--- DATA TO USE ---

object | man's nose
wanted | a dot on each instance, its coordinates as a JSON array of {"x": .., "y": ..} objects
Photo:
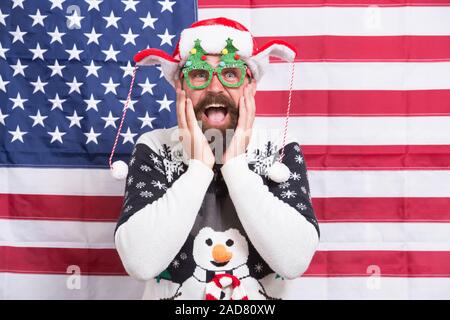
[{"x": 215, "y": 85}]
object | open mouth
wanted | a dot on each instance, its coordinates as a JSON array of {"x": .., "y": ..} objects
[
  {"x": 217, "y": 264},
  {"x": 216, "y": 114}
]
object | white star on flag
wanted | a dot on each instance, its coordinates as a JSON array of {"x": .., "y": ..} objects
[
  {"x": 110, "y": 53},
  {"x": 56, "y": 35},
  {"x": 18, "y": 35},
  {"x": 91, "y": 136},
  {"x": 146, "y": 120},
  {"x": 38, "y": 18},
  {"x": 57, "y": 102},
  {"x": 93, "y": 36},
  {"x": 128, "y": 136},
  {"x": 56, "y": 4},
  {"x": 17, "y": 135},
  {"x": 166, "y": 5},
  {"x": 18, "y": 102},
  {"x": 111, "y": 20},
  {"x": 39, "y": 85},
  {"x": 166, "y": 38},
  {"x": 56, "y": 135},
  {"x": 74, "y": 120},
  {"x": 18, "y": 68},
  {"x": 3, "y": 51},
  {"x": 74, "y": 85},
  {"x": 92, "y": 69},
  {"x": 110, "y": 86},
  {"x": 148, "y": 21},
  {"x": 3, "y": 84},
  {"x": 38, "y": 119},
  {"x": 110, "y": 120},
  {"x": 164, "y": 103},
  {"x": 74, "y": 21},
  {"x": 129, "y": 37},
  {"x": 56, "y": 69},
  {"x": 127, "y": 70},
  {"x": 160, "y": 72},
  {"x": 74, "y": 53},
  {"x": 147, "y": 87},
  {"x": 130, "y": 5},
  {"x": 92, "y": 103},
  {"x": 38, "y": 52},
  {"x": 2, "y": 18}
]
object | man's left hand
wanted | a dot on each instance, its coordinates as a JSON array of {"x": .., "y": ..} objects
[{"x": 243, "y": 131}]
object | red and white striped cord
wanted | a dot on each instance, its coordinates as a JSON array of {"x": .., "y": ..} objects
[
  {"x": 124, "y": 112},
  {"x": 286, "y": 121}
]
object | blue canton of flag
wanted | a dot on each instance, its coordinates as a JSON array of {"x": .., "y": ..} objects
[{"x": 65, "y": 71}]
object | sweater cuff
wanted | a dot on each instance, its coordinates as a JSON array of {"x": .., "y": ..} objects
[{"x": 199, "y": 172}]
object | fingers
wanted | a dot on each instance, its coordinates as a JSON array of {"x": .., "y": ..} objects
[
  {"x": 250, "y": 107},
  {"x": 190, "y": 116},
  {"x": 242, "y": 120}
]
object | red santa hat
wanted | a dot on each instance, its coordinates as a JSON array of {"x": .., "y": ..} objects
[{"x": 213, "y": 34}]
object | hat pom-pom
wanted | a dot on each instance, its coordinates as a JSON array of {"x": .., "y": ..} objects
[
  {"x": 119, "y": 170},
  {"x": 279, "y": 172}
]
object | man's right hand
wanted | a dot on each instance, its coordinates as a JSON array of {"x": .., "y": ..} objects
[{"x": 193, "y": 140}]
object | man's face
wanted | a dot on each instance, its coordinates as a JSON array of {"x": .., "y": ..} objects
[{"x": 216, "y": 106}]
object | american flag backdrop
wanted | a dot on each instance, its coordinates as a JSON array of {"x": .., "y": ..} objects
[{"x": 371, "y": 108}]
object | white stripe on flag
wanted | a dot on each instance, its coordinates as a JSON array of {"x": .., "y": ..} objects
[
  {"x": 357, "y": 76},
  {"x": 347, "y": 21},
  {"x": 62, "y": 287},
  {"x": 320, "y": 130}
]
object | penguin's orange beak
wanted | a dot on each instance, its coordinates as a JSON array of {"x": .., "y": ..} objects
[{"x": 220, "y": 254}]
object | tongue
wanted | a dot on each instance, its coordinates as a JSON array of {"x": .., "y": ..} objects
[{"x": 216, "y": 114}]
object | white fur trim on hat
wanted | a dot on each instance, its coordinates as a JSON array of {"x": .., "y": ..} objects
[{"x": 260, "y": 61}]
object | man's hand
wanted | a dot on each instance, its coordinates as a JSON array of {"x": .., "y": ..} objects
[
  {"x": 193, "y": 140},
  {"x": 243, "y": 131}
]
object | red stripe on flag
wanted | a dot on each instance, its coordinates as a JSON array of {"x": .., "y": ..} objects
[
  {"x": 60, "y": 207},
  {"x": 316, "y": 3},
  {"x": 389, "y": 263},
  {"x": 343, "y": 209},
  {"x": 326, "y": 209},
  {"x": 367, "y": 48},
  {"x": 348, "y": 209},
  {"x": 324, "y": 263},
  {"x": 58, "y": 261},
  {"x": 354, "y": 103}
]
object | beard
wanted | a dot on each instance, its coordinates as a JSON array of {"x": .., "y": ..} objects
[{"x": 224, "y": 105}]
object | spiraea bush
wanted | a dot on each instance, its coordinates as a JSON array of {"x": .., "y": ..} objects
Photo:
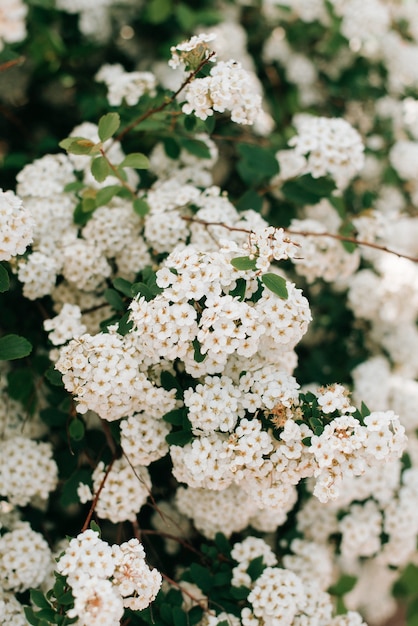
[{"x": 209, "y": 306}]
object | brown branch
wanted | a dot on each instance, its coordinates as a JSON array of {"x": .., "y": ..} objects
[
  {"x": 96, "y": 496},
  {"x": 166, "y": 102},
  {"x": 118, "y": 174},
  {"x": 179, "y": 540},
  {"x": 358, "y": 242},
  {"x": 8, "y": 64}
]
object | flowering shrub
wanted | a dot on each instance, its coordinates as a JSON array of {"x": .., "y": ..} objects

---

TASK TO COMPLETE =>
If a line in the records above holds the string "hand", copy it out.

EXERCISE SOLUTION =>
object | man's left hand
object | man's right hand
object | man's hand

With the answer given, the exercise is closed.